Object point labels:
────────────────────

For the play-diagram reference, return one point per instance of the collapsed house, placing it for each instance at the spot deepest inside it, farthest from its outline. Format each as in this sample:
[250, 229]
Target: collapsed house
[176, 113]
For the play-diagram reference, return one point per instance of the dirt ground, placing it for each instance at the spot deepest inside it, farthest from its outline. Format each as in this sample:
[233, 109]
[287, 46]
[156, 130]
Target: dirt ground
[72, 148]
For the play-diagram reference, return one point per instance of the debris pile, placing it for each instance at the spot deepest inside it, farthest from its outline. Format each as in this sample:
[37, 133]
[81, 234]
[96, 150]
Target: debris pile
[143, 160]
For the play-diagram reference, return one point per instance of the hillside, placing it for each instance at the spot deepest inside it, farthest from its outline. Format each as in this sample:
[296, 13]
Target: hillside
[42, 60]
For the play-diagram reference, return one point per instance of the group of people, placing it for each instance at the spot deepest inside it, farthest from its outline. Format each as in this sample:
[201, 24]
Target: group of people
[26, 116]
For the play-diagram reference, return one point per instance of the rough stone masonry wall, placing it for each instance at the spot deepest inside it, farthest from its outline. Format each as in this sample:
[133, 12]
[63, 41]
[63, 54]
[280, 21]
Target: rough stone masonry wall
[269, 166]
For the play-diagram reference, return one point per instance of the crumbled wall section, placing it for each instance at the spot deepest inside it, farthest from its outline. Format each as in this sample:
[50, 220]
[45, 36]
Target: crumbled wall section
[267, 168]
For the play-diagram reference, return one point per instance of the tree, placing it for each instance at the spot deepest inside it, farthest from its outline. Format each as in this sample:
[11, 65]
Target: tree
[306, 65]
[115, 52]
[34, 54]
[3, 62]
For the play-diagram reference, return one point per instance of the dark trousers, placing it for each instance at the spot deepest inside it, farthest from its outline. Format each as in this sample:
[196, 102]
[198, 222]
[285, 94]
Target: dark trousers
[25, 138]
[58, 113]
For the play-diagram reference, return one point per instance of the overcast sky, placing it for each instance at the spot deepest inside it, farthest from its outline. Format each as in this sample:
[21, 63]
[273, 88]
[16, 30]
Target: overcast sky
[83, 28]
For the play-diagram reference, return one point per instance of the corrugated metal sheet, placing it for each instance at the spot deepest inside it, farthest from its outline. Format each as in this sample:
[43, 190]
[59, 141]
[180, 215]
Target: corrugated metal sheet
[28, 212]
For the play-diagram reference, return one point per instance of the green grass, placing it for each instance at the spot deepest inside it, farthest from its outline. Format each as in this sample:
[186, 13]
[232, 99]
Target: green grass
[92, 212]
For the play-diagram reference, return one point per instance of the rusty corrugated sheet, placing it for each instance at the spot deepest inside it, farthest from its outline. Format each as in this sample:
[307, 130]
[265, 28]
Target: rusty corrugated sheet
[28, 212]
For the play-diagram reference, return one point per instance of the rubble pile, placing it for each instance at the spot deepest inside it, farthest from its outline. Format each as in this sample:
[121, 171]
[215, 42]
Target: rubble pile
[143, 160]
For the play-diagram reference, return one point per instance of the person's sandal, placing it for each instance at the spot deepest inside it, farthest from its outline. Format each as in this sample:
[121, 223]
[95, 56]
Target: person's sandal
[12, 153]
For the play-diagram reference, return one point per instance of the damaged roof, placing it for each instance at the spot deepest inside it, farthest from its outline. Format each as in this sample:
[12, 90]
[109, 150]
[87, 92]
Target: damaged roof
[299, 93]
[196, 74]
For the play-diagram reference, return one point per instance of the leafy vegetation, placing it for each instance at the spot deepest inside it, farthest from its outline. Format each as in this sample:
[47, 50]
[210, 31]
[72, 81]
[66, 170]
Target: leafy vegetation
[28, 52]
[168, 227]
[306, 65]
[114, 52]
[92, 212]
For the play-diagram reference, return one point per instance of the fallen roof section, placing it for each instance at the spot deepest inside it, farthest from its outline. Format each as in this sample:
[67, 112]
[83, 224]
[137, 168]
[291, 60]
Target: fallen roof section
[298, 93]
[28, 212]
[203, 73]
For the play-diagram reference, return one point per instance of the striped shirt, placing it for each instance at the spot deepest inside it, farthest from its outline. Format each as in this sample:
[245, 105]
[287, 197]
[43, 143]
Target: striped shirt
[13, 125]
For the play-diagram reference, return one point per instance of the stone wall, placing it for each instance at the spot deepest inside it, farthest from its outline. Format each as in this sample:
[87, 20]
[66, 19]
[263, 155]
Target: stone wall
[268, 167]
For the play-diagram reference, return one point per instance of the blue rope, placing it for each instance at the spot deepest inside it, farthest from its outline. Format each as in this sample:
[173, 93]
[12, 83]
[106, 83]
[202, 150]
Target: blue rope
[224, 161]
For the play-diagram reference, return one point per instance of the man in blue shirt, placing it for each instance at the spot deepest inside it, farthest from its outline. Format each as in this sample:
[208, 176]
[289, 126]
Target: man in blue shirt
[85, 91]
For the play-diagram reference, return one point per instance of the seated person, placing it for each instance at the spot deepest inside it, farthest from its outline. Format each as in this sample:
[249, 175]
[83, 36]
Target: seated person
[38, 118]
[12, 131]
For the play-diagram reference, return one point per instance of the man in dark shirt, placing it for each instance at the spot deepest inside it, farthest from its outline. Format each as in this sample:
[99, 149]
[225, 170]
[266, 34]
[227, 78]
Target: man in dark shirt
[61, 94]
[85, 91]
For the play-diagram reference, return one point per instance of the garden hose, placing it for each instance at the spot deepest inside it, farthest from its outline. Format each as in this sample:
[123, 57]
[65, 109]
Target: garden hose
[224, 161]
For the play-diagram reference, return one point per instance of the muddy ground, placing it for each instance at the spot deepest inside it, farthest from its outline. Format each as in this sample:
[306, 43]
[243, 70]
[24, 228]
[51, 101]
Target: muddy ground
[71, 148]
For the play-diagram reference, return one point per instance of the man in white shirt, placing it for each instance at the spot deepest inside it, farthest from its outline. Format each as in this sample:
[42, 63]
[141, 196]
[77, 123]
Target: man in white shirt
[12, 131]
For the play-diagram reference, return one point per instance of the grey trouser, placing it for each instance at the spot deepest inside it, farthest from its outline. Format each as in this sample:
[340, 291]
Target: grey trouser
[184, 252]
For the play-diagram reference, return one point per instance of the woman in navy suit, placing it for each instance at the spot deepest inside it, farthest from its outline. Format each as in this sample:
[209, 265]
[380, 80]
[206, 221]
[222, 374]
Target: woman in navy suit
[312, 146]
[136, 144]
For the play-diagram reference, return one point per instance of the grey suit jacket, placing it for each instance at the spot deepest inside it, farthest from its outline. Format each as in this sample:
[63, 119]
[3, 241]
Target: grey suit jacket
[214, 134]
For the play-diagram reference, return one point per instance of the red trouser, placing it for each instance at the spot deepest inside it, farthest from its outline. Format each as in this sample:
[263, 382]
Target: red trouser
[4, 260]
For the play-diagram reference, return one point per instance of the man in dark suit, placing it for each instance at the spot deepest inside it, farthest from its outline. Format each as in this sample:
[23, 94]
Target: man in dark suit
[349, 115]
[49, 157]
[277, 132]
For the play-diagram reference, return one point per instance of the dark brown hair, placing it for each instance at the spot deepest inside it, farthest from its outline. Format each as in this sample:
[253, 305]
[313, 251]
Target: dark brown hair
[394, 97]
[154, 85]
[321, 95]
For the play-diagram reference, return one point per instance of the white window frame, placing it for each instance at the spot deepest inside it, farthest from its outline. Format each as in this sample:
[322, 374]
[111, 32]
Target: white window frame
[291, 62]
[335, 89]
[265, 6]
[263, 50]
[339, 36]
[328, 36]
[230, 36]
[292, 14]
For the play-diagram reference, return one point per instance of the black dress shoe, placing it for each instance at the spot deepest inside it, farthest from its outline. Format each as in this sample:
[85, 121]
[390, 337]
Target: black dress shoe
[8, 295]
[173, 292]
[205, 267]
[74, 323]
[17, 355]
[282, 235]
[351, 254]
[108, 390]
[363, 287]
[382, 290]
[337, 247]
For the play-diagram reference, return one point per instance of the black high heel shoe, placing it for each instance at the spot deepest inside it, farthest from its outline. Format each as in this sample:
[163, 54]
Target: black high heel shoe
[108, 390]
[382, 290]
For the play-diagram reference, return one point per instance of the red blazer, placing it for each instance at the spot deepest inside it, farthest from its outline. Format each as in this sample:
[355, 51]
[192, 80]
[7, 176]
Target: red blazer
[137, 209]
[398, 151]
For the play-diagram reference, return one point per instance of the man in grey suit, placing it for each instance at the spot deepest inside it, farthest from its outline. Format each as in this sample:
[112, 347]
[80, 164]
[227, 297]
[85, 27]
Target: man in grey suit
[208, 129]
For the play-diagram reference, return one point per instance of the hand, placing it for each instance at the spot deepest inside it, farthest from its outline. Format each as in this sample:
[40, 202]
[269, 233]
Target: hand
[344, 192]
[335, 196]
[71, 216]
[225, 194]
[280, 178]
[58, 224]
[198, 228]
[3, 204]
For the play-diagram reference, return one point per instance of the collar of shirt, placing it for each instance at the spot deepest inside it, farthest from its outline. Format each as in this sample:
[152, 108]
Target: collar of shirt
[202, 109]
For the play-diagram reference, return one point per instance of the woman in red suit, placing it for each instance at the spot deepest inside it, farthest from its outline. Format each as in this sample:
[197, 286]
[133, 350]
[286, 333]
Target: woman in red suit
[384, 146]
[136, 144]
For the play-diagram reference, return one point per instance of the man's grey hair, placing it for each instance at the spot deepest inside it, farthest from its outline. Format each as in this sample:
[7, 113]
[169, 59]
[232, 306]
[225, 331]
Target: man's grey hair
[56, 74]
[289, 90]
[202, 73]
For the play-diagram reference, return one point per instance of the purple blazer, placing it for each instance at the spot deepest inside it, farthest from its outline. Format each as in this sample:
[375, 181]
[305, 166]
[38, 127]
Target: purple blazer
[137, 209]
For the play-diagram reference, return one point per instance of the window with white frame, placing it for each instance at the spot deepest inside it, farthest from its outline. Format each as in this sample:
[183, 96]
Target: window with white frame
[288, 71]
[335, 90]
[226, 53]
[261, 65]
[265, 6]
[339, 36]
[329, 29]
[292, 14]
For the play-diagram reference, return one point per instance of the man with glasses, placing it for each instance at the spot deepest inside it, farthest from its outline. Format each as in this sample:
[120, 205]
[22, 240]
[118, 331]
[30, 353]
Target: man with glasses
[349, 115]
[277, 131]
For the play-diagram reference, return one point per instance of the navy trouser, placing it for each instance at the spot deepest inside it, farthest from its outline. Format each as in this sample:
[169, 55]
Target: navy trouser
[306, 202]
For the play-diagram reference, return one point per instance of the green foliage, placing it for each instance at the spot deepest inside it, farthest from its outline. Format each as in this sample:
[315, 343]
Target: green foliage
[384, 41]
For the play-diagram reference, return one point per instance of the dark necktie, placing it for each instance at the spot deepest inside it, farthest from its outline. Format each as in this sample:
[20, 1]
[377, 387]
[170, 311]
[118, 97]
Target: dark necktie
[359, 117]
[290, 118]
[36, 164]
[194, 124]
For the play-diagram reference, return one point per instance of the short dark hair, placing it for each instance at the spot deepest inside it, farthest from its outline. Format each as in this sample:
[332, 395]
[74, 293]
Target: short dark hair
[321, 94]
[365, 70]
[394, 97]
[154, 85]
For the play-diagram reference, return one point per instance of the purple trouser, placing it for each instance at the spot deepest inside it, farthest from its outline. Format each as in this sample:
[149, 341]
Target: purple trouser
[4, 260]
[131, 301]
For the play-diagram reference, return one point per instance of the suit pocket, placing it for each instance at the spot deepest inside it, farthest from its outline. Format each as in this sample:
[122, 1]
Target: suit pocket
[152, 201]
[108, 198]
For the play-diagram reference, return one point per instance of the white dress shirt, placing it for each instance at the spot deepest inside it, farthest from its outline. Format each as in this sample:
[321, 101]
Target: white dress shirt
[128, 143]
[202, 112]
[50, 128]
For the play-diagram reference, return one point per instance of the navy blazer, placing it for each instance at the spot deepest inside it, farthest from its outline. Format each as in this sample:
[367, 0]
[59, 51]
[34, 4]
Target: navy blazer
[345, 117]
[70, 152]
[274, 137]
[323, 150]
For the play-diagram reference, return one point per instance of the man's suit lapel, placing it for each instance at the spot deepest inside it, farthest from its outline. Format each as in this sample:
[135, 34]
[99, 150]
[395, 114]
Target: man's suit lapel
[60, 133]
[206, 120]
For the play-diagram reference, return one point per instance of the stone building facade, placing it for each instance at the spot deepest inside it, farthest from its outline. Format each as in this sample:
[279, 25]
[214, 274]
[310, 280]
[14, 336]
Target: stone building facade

────────────────────

• [DESCRIPTION OF THE TASK]:
Quote the line that contains "the man's suit" and each line after it through the end of the data, exactly, leaving out everything else.

• [CORRECT OUTPUT]:
For the play-diagram reference, return one point per instance of the man's suit lapel, placing it for each instance at the spot deepest inside it, farthest from its outline. Format each as in this sample:
[135, 34]
[99, 150]
[395, 114]
Target: man's suit lapel
[60, 133]
[206, 120]
For the play-diagram reference, return one point per instance of the stone building facade, placing it for each instance at the spot deepest inside it, farthest from its outline. Format each as in this sample:
[279, 25]
[214, 274]
[310, 280]
[14, 336]
Target: stone building facade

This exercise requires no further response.